== Task ==
Starting at the line that contains "Where can you see the concrete" and ending at the last line, rewrite those lines with the requests kept in, and offset every coordinate in the answers by -145.

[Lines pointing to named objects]
━━━━━━━━━━━━━━━━━━━━

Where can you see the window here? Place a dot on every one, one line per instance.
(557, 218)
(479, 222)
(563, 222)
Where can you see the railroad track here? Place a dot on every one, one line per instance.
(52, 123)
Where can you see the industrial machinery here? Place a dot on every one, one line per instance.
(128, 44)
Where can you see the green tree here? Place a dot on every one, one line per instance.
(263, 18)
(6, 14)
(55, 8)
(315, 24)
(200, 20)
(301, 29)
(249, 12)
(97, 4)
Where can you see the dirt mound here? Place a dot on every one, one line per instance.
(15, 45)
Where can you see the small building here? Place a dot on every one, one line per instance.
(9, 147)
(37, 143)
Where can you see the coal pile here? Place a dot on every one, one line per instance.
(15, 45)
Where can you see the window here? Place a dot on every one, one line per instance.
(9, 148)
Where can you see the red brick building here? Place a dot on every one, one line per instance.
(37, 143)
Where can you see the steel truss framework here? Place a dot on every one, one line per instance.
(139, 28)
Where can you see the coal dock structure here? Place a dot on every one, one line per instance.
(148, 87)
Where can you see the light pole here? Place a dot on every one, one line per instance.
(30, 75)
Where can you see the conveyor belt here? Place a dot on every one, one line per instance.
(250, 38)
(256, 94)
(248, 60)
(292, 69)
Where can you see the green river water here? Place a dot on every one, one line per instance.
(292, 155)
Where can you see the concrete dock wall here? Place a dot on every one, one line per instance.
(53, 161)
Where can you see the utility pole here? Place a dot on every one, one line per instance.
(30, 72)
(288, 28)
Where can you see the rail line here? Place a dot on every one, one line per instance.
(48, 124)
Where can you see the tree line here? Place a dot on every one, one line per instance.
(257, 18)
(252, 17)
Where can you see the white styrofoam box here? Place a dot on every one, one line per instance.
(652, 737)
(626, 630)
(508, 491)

━━━━━━━━━━━━━━━━━━━━

== Right answer ==
Where can you see the concrete dock wall here? Place a dot on every one, one line per instance.
(-92, 16)
Where can you see the utility pole here? Place a dot on every one, one line per instance.
(-115, -73)
(143, -117)
Where can you see the rail line here? Place a dot on every one, one line per instance.
(-97, -21)
Where can you see the tree line here? Place a dot on every one, one line per instance.
(112, -127)
(107, -128)
Where can you see the white styrofoam box here? Place a dot on every one, one line per instance.
(507, 592)
(481, 485)
(363, 346)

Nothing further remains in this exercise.